▶ [SUPPLIED ENTRIES]
# # # # # # #

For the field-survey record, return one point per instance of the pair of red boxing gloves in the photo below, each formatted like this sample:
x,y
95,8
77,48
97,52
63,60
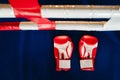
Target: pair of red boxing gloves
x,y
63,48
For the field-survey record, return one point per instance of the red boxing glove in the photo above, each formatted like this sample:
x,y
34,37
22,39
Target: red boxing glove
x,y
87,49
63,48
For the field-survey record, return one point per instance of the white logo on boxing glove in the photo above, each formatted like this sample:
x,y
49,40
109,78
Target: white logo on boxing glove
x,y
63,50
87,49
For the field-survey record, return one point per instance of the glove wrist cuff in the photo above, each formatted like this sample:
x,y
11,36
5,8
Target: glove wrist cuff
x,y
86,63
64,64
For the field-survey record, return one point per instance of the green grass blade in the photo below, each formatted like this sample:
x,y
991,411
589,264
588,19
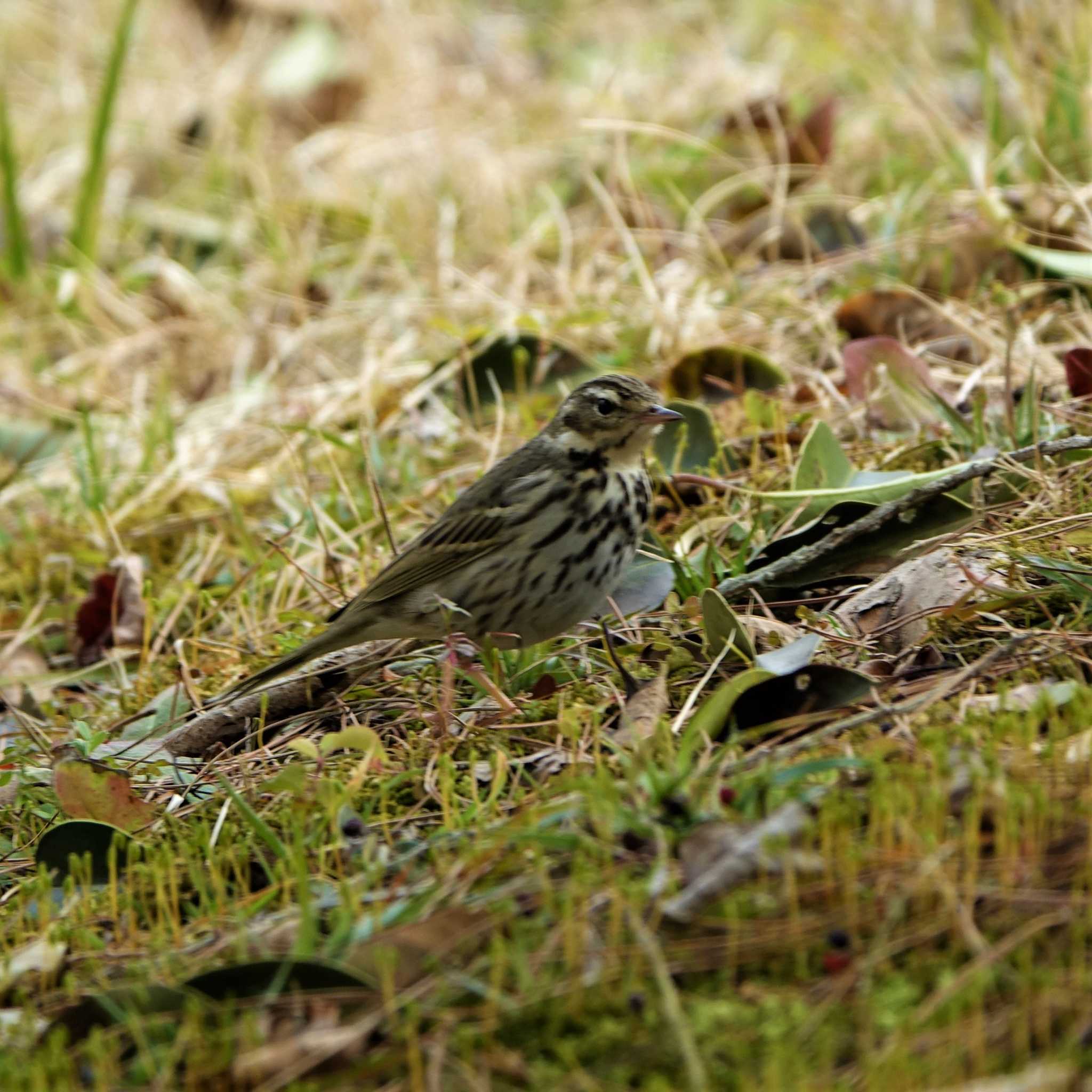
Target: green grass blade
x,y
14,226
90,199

# # # # # # #

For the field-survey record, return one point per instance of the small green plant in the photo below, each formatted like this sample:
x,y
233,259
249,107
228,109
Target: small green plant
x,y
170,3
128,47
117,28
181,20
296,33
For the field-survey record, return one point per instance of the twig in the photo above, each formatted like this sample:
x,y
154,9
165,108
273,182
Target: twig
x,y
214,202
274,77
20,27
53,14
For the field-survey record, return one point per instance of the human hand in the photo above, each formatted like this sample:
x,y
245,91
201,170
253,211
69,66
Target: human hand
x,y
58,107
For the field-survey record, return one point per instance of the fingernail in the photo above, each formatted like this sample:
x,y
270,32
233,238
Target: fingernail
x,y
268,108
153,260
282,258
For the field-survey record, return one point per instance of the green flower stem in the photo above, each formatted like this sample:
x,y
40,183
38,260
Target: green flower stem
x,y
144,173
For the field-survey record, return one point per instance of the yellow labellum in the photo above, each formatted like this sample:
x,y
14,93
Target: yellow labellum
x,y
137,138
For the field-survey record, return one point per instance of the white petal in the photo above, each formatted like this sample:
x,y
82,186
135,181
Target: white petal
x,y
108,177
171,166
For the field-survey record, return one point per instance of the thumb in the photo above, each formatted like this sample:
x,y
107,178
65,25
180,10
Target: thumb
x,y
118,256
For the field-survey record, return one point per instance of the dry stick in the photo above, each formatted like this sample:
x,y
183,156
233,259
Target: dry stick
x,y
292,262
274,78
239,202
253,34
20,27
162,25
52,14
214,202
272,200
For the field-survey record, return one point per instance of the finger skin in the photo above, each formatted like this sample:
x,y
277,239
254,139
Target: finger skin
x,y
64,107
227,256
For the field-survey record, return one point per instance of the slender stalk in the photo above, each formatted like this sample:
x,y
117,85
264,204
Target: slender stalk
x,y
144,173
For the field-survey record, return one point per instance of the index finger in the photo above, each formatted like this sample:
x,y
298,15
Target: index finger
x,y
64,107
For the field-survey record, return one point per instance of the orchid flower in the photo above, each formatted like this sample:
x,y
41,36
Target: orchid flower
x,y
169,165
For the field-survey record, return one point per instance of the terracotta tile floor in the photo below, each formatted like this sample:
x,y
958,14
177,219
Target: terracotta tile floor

# # # # # # #

▶ [PROBLEM DESCRIPTION] Could you gather every line of the records above that contains the string "stem"? Count only case-sensitive matches.

▶ [EXPECTED OUTPUT]
For the field-survey record, return one point per instance of the green flower stem in the photo above, each formatted like this sample:
Target: green flower stem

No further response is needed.